Language of document : ECLI:EU:T:2015:840

Affaire T‑499/12

HSH Investment Holdings Coinvest-C Sàrl
et

HSH Investment Holdings FSO Sàrl

contre

Commission européenne

« Aides d’État – Secteur bancaire – Restructuration de HSH Nordbank – Décision déclarant l’aide compatible avec le marché intérieur sous certaines conditions – Recours en annulation – Défaut d’affectation individuelle – Actionnaire minoritaire du bénéficiaire de l’aide – Notion d’intérêt distinct – Irrecevabilité partielle – Dilution capitalistique »

Sommaire – Arrêt du Tribunal (huitième chambre) du 12 novembre 2015

1.      Recours en annulation – Intérêt à agir – Recours introduit par un requérant n’étant pas destinataire de l’acte attaqué – Recevabilité – Condition – Acte produisant des effets de droit obligatoires à l’égard du requérant

(Art. 263, al. 4, TFUE)

★ ★ ★ ★

### Objectifs:
1. Répondez aux questions suivantes à l'aide du sommaire de l'arrêt.
(a) Quelle institution est la partie défenderesse ?
(b) Quelle banque fait l'objet de la restructuration ?
(c) Quelle chambre du Tribunal a rendu l'arrêt, et à quelle date ?
2. Donnez la suite du sommaire de l'arrêt, à partir du point où il s'interrompt.
La liste placée après le sommaire de l'arrêt n'a aucun lien avec lui.

### Données fournies:
★ ★ ★ ★

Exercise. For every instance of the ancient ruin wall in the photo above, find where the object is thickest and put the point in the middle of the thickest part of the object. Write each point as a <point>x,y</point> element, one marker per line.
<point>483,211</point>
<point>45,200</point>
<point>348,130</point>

★ ★ ★ ★

### Réponses par consigne:
1.
(a) La Commission européenne.
(b) HSH Nordbank.
(c) La huitième chambre, le 12 novembre 2015.

2.
2.      Recours en annulation – Personnes physiques ou morales – Qualité pour agir – Actes les concernant directement et individuellement – Décision de la Commission déclarant une aide compatible avec le marché intérieur sous certaines conditions – Affectation individuelle – Critères – Qualité de partie à la procédure administrative – Absence de position de négociateur clairement circonscrite – Irrecevabilité

(Art. 263, al. 4, TFUE)

3.      Recours en annulation – Personnes physiques ou morales – Décision de la Commission déclarant une aide compatible avec le marché intérieur sous certaines conditions – Recours d’un actionnaire de l’entreprise bénéficiaire de l’aide – Recevabilité – Condition – Intérêt à agir distinct de celui de l’entreprise bénéficiaire de l’aide

(Art. 263, al. 4, TFUE)

4.      Procédure juridictionnelle – Requête introductive d’instance – Exigences de forme – Exposé sommaire des moyens invoqués – Absence – Irrecevabilité

[Règlement de procédure du Tribunal (1991), art. 44, § 1, c)]

5.      Actes des institutions – Motivation – Obligation – Portée – Décision de la Commission en matière d’aides d’État

(Art. 296 TFUE)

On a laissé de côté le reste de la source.